(Collected data)

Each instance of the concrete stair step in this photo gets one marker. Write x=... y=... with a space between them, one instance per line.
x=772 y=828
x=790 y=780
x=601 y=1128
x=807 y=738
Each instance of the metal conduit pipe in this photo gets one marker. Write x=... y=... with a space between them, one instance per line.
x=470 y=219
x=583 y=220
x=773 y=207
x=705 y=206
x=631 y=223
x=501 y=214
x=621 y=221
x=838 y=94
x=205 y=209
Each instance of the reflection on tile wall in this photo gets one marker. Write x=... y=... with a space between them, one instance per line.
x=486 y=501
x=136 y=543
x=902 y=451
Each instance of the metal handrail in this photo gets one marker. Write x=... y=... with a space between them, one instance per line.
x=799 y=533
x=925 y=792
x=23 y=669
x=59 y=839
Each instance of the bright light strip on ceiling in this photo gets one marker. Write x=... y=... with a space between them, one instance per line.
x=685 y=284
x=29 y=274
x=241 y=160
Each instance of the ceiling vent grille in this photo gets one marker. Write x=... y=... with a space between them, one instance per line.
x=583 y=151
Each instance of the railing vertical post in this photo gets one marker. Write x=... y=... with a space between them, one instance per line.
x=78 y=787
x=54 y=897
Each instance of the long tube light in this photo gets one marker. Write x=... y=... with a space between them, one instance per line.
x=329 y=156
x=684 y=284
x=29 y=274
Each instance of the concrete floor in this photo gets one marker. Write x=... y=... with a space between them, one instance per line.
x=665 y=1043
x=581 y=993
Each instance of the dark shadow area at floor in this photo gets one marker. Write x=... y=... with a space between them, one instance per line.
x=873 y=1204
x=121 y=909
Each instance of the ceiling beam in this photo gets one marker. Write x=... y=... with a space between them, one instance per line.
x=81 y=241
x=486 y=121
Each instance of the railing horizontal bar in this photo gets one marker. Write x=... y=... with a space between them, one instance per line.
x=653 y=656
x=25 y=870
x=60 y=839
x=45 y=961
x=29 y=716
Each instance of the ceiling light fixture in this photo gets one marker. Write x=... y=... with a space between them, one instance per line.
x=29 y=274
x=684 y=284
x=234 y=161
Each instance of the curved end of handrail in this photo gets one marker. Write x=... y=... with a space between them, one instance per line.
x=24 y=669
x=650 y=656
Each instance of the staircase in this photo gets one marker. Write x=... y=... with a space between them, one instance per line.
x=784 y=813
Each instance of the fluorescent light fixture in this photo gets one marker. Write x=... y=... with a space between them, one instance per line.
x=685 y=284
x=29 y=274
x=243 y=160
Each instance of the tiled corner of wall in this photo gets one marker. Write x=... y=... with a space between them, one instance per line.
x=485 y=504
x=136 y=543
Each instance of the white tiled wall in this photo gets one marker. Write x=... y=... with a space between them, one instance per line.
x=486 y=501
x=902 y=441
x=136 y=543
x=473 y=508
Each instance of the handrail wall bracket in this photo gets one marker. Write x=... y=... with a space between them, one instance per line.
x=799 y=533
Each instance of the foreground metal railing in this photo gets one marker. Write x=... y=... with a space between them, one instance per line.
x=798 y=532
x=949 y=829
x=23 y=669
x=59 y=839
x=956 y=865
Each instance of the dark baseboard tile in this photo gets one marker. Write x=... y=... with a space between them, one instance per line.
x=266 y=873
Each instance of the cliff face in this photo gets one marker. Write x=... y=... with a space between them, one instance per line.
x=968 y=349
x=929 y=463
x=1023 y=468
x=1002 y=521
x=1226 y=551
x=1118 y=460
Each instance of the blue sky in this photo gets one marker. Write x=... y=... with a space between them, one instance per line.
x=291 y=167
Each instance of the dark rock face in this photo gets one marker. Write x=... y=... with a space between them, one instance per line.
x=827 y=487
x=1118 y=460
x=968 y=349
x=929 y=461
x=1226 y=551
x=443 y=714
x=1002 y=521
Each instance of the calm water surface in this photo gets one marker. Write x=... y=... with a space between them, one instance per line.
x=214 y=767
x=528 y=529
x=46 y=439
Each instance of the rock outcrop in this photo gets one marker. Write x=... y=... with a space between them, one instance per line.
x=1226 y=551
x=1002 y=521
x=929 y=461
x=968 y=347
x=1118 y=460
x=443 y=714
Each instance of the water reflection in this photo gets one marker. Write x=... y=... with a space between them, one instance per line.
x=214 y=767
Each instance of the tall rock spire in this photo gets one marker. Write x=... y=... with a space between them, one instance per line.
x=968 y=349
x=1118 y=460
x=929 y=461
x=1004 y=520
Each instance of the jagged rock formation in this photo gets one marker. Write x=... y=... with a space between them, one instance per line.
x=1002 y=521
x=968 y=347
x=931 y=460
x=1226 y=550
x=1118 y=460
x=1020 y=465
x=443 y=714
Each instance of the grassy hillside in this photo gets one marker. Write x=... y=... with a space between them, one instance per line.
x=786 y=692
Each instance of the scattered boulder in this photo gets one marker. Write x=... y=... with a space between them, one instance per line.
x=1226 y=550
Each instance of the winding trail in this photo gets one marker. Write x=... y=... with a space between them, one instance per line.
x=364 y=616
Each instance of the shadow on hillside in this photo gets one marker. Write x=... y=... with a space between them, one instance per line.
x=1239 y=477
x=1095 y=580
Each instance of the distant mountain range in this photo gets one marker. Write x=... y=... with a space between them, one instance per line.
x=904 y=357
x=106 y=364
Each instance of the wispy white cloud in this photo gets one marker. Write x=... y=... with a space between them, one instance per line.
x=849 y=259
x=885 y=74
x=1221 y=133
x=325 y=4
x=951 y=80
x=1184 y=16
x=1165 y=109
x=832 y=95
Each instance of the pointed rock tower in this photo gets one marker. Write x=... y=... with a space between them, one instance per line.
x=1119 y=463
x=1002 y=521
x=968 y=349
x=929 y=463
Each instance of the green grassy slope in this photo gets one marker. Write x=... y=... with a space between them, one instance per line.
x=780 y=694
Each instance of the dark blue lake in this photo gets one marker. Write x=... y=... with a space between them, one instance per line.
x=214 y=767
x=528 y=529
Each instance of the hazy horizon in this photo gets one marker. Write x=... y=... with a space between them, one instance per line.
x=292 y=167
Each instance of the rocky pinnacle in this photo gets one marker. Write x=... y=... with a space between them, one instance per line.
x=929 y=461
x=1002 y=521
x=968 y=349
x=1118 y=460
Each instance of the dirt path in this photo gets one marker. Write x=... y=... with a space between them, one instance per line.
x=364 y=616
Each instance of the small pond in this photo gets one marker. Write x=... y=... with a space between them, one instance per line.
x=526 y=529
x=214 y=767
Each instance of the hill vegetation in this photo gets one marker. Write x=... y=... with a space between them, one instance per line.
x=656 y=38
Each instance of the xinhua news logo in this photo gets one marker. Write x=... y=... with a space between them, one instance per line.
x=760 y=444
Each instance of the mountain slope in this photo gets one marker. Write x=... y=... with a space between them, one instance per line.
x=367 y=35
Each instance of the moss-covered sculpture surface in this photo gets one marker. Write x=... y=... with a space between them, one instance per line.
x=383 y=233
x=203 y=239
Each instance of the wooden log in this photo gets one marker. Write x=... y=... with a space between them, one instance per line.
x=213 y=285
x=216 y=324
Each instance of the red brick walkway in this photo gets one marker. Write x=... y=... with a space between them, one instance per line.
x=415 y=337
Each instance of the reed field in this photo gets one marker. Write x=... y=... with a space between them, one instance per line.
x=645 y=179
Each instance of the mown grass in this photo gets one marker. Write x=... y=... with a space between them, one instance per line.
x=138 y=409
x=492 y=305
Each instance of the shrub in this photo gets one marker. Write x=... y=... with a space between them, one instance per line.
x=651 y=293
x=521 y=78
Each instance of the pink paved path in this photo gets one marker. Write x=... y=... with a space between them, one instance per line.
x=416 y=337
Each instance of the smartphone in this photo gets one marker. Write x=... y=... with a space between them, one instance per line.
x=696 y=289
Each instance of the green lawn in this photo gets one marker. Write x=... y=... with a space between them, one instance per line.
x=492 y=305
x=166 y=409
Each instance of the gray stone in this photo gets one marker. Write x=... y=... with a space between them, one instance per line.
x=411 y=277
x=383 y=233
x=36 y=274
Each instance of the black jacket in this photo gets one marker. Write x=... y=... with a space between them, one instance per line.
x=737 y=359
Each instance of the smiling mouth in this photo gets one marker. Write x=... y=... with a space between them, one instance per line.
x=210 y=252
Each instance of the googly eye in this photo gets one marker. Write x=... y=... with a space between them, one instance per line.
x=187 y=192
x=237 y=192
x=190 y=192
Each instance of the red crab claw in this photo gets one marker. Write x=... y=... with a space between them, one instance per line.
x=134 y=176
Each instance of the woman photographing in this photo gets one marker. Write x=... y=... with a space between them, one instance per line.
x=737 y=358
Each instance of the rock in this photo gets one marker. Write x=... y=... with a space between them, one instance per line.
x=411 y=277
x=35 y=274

→ **GIVEN TASK**
Present the records from the line containing "Each instance of the xinhua" through the line containing "x=210 y=252" as a Markdown table with the columns Row and Line. Put a running number under Row and the line under Line, leaving out any blank lines.

→ **FINISHED ANSWER**
| Row | Line |
|---|---|
| 1 | Each instance of the xinhua news logo in this photo gets one marker. Write x=... y=... with a space between them, one instance per line. |
| 2 | x=760 y=444 |
| 3 | Each instance of the mountain slope in this photo gets one marker. Write x=... y=... with a space between them, one instance per line. |
| 4 | x=367 y=35 |
| 5 | Each instance of the moss-covered sculpture surface in this photo gets one marker. Write x=... y=... with a space between them, one instance per line. |
| 6 | x=383 y=233 |
| 7 | x=203 y=239 |
| 8 | Each instance of the wooden log in this photo gets one marker. Write x=... y=... with a space between them, one instance per line. |
| 9 | x=213 y=285 |
| 10 | x=216 y=324 |
| 11 | Each instance of the red brick walkway in this photo gets one marker. Write x=... y=... with a space between them, one instance per line. |
| 12 | x=415 y=337 |
| 13 | Each instance of the reed field in this photo gets one marker. Write x=... y=... with a space between them, one instance per line. |
| 14 | x=645 y=179 |
| 15 | Each instance of the mown grass in this photo gets one marker. Write x=... y=... with a space between them, one instance per line. |
| 16 | x=138 y=409 |
| 17 | x=492 y=305 |
| 18 | Each instance of the shrub in this photo gets one marker. Write x=... y=... with a space between them, one instance per line. |
| 19 | x=651 y=293 |
| 20 | x=521 y=78 |
| 21 | Each instance of the pink paved path in this photo gets one marker. Write x=... y=... with a space between them, one instance per line. |
| 22 | x=416 y=337 |
| 23 | Each instance of the smartphone in this photo gets one marker. Write x=... y=... with a space between them, one instance per line. |
| 24 | x=696 y=289 |
| 25 | Each instance of the green lawn in this photo gets one marker. Write x=... y=... with a space between them, one instance per line. |
| 26 | x=492 y=305 |
| 27 | x=166 y=409 |
| 28 | Each instance of the gray stone in this photo gets one marker. Write x=... y=... with a space between them, one instance per line. |
| 29 | x=411 y=277 |
| 30 | x=383 y=233 |
| 31 | x=36 y=274 |
| 32 | Each instance of the black jacket in this photo gets one marker. Write x=... y=... with a space between them, one instance per line. |
| 33 | x=737 y=359 |
| 34 | Each instance of the smiling mouth in this photo gets one marker. Write x=... y=... with a space between them, one instance per line. |
| 35 | x=210 y=252 |